__Provided records__:
::::::::

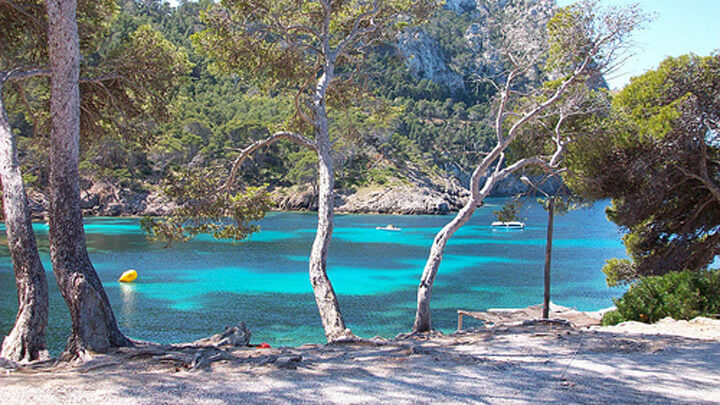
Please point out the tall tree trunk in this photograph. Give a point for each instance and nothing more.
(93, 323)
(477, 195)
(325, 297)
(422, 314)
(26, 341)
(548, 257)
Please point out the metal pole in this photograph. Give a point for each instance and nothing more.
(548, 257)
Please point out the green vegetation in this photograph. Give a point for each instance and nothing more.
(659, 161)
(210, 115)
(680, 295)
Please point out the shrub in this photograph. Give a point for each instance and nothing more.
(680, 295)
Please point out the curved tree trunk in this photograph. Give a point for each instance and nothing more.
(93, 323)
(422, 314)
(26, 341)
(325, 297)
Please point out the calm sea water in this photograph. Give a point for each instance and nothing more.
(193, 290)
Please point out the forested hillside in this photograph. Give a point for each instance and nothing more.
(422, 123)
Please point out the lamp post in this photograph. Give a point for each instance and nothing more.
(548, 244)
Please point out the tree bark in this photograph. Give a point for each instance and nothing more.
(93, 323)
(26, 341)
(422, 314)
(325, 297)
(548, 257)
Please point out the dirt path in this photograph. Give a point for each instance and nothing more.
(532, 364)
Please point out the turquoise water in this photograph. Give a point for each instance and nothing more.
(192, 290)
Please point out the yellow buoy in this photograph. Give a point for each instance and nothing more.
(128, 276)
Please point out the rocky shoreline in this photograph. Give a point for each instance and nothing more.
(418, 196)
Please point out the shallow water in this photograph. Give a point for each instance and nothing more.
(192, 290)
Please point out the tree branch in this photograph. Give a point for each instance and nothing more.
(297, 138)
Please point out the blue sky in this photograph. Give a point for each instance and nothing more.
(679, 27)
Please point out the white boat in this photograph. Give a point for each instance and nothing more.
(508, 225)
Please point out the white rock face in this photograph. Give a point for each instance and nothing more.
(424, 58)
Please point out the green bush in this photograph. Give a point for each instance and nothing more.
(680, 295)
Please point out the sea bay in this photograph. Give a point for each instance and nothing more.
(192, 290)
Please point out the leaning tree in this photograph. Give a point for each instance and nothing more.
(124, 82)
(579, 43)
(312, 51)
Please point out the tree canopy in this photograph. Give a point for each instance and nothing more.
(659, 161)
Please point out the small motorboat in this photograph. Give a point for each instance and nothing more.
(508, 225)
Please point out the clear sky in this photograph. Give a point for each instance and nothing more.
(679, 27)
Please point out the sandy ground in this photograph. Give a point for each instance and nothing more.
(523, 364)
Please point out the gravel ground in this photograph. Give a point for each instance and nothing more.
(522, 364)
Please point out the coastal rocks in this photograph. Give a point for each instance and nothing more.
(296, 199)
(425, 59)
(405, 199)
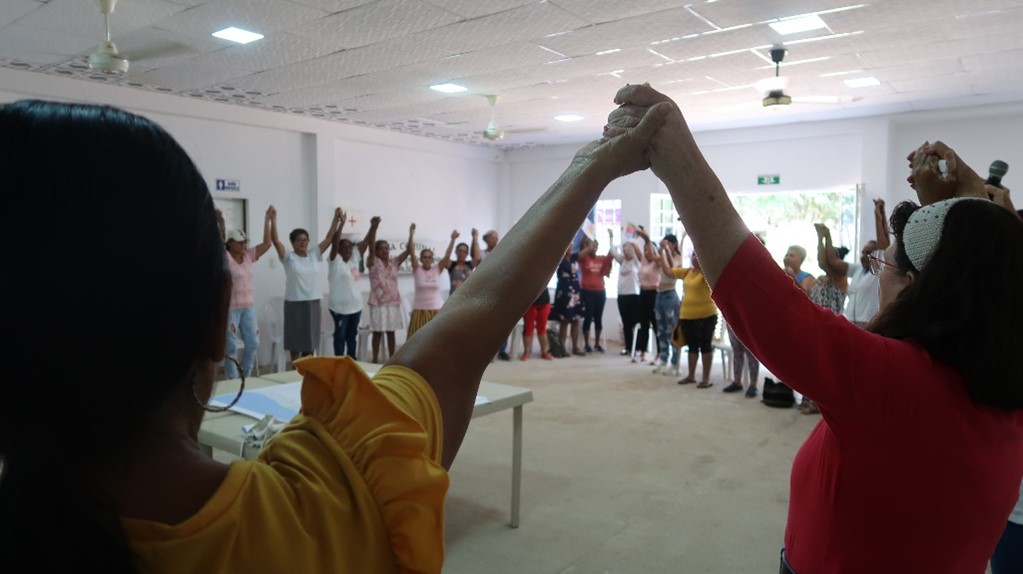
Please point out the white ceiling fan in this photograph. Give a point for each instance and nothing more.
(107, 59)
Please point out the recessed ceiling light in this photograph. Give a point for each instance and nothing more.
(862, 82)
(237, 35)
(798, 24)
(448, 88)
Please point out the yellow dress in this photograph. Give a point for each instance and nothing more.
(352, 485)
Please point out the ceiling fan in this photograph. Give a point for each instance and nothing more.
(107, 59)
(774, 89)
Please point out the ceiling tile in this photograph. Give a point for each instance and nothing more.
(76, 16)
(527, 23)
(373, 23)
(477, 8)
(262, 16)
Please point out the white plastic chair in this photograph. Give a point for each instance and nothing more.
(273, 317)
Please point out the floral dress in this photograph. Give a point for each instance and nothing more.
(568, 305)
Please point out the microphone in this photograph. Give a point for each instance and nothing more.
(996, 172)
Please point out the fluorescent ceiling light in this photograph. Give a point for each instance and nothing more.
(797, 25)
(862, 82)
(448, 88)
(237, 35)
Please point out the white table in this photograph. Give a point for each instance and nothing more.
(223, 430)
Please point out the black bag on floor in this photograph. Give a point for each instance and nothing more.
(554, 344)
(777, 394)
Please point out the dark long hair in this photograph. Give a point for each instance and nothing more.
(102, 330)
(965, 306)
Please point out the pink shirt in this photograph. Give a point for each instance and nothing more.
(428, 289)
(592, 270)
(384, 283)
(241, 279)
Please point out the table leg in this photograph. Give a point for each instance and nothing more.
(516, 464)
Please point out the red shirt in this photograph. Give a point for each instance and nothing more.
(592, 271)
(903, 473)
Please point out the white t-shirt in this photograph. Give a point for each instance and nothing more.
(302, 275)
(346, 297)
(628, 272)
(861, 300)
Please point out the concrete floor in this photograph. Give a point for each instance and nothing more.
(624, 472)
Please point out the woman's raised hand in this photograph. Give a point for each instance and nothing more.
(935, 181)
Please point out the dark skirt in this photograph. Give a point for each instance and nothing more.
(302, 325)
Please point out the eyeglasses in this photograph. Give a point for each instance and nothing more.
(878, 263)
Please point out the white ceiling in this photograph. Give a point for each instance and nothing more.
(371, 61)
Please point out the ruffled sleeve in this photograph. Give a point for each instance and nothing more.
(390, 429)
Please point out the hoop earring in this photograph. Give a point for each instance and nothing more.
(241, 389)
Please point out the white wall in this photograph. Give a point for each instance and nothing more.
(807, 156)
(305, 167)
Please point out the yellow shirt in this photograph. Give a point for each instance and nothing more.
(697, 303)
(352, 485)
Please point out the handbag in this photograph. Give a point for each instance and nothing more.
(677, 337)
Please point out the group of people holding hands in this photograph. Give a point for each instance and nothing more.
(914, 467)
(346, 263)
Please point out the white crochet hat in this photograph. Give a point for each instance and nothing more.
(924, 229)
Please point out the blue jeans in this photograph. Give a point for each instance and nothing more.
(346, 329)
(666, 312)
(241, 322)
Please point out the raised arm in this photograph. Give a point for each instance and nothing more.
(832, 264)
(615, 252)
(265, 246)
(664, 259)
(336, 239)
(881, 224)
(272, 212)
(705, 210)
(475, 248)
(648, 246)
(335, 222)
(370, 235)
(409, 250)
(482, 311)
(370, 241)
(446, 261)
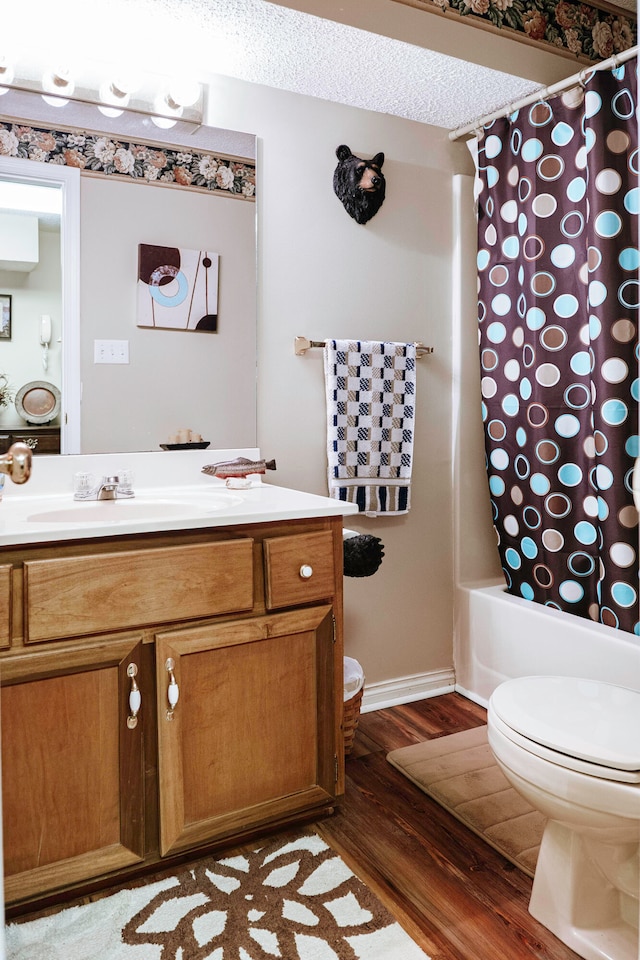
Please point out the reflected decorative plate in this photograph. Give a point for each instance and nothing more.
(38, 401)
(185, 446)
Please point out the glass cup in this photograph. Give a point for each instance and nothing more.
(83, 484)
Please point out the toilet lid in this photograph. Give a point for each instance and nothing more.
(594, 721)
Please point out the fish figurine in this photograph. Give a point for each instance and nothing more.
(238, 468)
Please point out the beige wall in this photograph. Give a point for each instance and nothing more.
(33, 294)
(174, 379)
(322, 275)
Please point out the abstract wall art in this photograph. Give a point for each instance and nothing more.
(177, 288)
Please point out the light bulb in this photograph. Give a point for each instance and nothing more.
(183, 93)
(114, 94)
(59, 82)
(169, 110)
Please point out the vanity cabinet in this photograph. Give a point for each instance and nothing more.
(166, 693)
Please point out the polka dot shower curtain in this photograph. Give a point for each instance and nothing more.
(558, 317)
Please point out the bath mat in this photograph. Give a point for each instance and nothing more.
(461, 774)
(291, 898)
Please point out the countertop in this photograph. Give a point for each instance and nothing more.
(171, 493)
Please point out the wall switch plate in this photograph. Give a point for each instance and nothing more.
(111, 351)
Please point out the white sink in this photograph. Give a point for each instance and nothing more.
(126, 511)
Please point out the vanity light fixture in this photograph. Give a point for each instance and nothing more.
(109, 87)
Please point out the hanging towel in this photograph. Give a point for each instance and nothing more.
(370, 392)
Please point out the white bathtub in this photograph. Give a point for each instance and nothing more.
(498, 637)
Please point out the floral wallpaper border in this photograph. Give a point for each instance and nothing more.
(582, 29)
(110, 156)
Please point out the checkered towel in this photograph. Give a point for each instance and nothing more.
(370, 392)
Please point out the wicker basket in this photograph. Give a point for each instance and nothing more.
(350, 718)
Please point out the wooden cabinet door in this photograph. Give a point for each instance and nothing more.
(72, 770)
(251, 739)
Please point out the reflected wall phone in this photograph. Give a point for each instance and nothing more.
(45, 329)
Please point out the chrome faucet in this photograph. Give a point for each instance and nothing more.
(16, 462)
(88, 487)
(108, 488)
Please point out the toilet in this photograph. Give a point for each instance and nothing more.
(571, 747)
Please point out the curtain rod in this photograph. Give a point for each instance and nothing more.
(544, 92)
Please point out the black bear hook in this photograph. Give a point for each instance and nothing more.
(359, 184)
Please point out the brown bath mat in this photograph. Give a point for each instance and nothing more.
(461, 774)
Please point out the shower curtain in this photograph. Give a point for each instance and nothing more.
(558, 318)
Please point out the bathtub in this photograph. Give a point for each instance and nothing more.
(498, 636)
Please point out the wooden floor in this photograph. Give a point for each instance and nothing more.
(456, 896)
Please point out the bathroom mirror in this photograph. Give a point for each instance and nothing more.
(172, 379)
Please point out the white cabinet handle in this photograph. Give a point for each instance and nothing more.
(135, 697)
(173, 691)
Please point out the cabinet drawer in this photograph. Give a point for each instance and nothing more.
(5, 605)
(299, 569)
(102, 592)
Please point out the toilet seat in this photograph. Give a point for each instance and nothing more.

::::::::

__Work item__: Copy out exactly the lines that begin at the one with "Please point out the bathroom" and end at the close of the material above; nothing else belongs in the answer.

__Response to this exercise__:
Please point out the bathroom mirror in this photograph. Give a point for each instance and nothing more.
(172, 379)
Please point out the white cabinet handle in this photograph. Give a point for each instance and nothing more.
(135, 697)
(173, 691)
Please point out the cabinet drawer in this photograph. Give a point for each instance and nothing more.
(5, 605)
(299, 569)
(102, 592)
Please point out the toilet seat in this photograph. Give a point for each instance and nothing more.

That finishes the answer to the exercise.